Data rows:
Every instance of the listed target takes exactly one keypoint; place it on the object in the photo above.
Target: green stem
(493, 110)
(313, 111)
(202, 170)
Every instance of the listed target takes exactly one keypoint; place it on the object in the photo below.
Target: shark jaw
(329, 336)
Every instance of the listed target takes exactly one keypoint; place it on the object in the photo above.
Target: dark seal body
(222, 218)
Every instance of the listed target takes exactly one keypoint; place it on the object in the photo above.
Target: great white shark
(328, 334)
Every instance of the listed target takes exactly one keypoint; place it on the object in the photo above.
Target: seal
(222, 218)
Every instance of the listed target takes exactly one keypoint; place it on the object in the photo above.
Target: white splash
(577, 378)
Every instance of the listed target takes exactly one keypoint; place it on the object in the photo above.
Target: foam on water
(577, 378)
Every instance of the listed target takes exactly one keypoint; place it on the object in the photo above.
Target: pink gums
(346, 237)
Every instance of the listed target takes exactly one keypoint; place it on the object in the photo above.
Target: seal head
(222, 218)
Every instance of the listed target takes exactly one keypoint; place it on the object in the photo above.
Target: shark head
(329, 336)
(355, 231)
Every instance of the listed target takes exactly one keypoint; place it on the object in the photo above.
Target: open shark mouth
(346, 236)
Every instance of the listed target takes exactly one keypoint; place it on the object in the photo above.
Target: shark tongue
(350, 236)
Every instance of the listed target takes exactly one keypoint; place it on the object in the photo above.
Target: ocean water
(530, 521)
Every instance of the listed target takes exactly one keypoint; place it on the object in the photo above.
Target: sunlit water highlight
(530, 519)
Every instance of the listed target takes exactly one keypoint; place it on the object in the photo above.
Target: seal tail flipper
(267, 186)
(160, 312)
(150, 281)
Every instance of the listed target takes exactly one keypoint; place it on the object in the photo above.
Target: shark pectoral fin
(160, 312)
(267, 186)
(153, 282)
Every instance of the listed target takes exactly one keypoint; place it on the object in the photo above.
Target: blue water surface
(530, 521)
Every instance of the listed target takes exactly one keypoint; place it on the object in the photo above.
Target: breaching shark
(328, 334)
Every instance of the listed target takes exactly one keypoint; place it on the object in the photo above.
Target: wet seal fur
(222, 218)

Directive: Reproduce the records word for word.

Full response:
Every instance of the listed target takes exactly one keypoint; place it on the object in the photo above.
Target: green stem
(493, 110)
(313, 111)
(202, 170)
Every instance of the listed target takes exactly one keypoint; place it on the object in the photo below.
Target: shark jaw
(329, 336)
Every instance of the listed target takes exactly one keypoint; place it on the object in the photo above.
Target: dark seal body
(222, 218)
Every instance of the listed target takes exactly one keypoint; place it on the object in the photo above.
Target: great white shark
(328, 334)
Every instance of the listed target takes exactly one keypoint; place it on the object in the photo above.
Target: seal
(222, 218)
Every instance of the listed target takes exactly one keypoint; place it on the object in the photo above.
Target: white splash
(577, 378)
Every instance of the listed target takes exactly one keypoint; place it on the object in the photo above.
Target: foam on water
(577, 378)
Every instance of the listed target takes exactly one keypoint; place it on the object in the photo above.
Target: pink gums
(346, 237)
Every instance of the listed target takes exactly one keypoint; place it on the object in the photo above.
Target: seal head
(222, 218)
Every instance of the listed target takes exactly one keypoint; place it on the object in the photo above.
Target: shark head
(329, 336)
(355, 231)
Every instance of the listed target takes exactly one keypoint; place it on the object in the photo above.
Target: open shark mouth
(346, 236)
Every instance of the listed target takes exactly one keypoint; place it on the object in the photo above.
Target: shark tongue
(350, 236)
Every instance of the listed target takes exactly one keypoint; place it on the object in the photo above.
Target: ocean water
(530, 521)
Every instance of the listed target takes exactly one keypoint; place it on the object in the photo above.
Target: sunlit water highlight
(530, 519)
Every instance of the listed target takes exactly one keypoint; place it on the object in the photo above.
Target: seal tail flipper
(267, 186)
(160, 312)
(150, 281)
Every instance of the listed target takes exactly one keypoint; place it on the object in the photo above.
Target: shark pectoral fin
(160, 312)
(267, 186)
(153, 282)
Every instance of the listed target takes exactly one keypoint; place it on the object in the photo above.
Target: blue water surface
(530, 521)
Every instance of the listed target takes exactly one keypoint; place it on the object in the photo above.
Target: breaching shark
(328, 334)
Every instance of the listed target takes exactly one keypoint; place it on the object in the photo above.
Target: wet seal fur
(222, 218)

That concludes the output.